**INSTRUCTIONS:**
- 1) Answer these from the machine learning pipeline text, giving each answer with the same letter:
(a) How many patients' health records are provided?
(b) What does "LOSdays" represent?
(c) What does the first line of the CSV file contain?
- 2) Rewrite the machine learning pipeline text starting at "Part 1: Regression" and ending at "and testing subsets.", switching "pipeline" to "workflow" throughout.
- 3) Pick up the machine learning pipeline text after its last line and continue it.

**TEXT BLOCK:**
2. Machine Learning Pipeline

You have been provided with the health records of 58,976 patients who were admitted to critical care units (CCU). Each patient’s record is represented by 16 numerical values and stored in a CSV file called “MedicalRecords.csv” (You can download this from the course webpage). The first line of the file contains the header, while the subsequent lines hold individual patient records separated by commas.

Among the 16 numerical values, “LOSdays” represents the number of days each patient stayed in the CCU, from admission to discharge. The other 15 values represent the daily average counts of various medical events, such as callouts, diagnoses, procedures, CPT events, input events, labs, microbiology labs, notes, output events, medical prescriptions, procedural events, transfers between care units, chart events, and the summary of all the daily averages.

Part 1: Regression Problem

Your task is to design a machine-learning pipeline for regression to predict the number of days a patient is expected to stay in the CCU (LOSdays) based on the other 15 values.

a. Design and implement the pipeline. You may use the following steps as a guideline:

  • Prepare your data for the model training. Define your target and features and split the data into training and testing subsets.

**ENTRIES SUPPLIED:**
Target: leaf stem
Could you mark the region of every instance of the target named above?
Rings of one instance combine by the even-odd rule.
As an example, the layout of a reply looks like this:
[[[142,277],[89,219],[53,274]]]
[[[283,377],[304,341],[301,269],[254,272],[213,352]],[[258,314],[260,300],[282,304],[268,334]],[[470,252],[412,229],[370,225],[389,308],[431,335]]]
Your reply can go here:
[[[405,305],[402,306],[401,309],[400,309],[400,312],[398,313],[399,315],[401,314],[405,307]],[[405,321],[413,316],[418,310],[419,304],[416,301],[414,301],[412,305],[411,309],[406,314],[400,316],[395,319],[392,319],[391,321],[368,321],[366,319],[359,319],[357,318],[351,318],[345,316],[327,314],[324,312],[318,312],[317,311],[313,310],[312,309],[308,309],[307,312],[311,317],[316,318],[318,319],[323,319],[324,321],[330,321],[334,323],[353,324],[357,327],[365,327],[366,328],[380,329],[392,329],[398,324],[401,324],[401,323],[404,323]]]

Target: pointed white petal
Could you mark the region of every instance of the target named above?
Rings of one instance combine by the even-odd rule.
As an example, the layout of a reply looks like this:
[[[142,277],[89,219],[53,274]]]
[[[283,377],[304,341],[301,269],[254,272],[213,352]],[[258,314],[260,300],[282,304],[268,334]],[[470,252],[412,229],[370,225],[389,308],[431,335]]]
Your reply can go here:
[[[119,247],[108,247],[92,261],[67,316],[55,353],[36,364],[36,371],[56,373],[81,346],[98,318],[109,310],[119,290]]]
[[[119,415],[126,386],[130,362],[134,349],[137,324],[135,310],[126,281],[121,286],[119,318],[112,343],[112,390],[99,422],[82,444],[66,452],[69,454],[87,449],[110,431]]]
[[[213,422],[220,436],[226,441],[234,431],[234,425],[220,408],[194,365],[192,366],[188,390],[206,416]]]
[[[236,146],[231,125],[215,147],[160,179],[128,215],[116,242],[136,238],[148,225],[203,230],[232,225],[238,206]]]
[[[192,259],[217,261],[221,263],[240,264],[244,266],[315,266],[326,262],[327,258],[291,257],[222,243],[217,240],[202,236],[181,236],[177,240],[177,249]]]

**SOLVED PROBLEMS:**
- 1)
(a) 58,976
(b) The number of days each patient stayed in the CCU, from admission to discharge.
(c) The header.

- 2)
Part 1: Regression Problem

Your task is to design a machine-learning workflow for regression to predict the number of days a patient is expected to stay in the CCU (LOSdays) based on the other 15 values.

a. Design and implement the workflow. You may use the following steps as a guideline:

  • Prepare your data for the model training. Define your target and features and split the data into training and testing subsets.

- 3)
  • Choose the appropriate regression model to train: You may select any regression model, such as Linear Regression, Support Vector Regression, Random Forest Regression, etc. You can utilize MATLAB built-in functions for these models. Use the training subset in the training of the model.
  • Choose the appropriate evaluation metric(s) for the task and evaluate the performance of your trained model on the test subset. Note that you are expected to implement them with your own code. The use of MATLAB built-in functions for evaluation metrics is not allowed.

b. Compute the mean, median, standard deviation, minimum, and maximum of all features. What do you observe?

c. Based on the statistics computed in (b), is a feature normalisation step needed?

d. Train and evaluate the model with and without feature normalisation step. Analyze the influence on performance. 

e. Compute the correlation between each input feature and the target output (LOSdays). What do you observe? Note: use your own code to compute the correlation. using MATLAB’s built-in functions is not allowed.

f. Based on the correlation values computed in (e), reduce the dimension of features (number of features) to 10, 4, and 2. Retrain the model for each feature size and compare the performance. What do you observe?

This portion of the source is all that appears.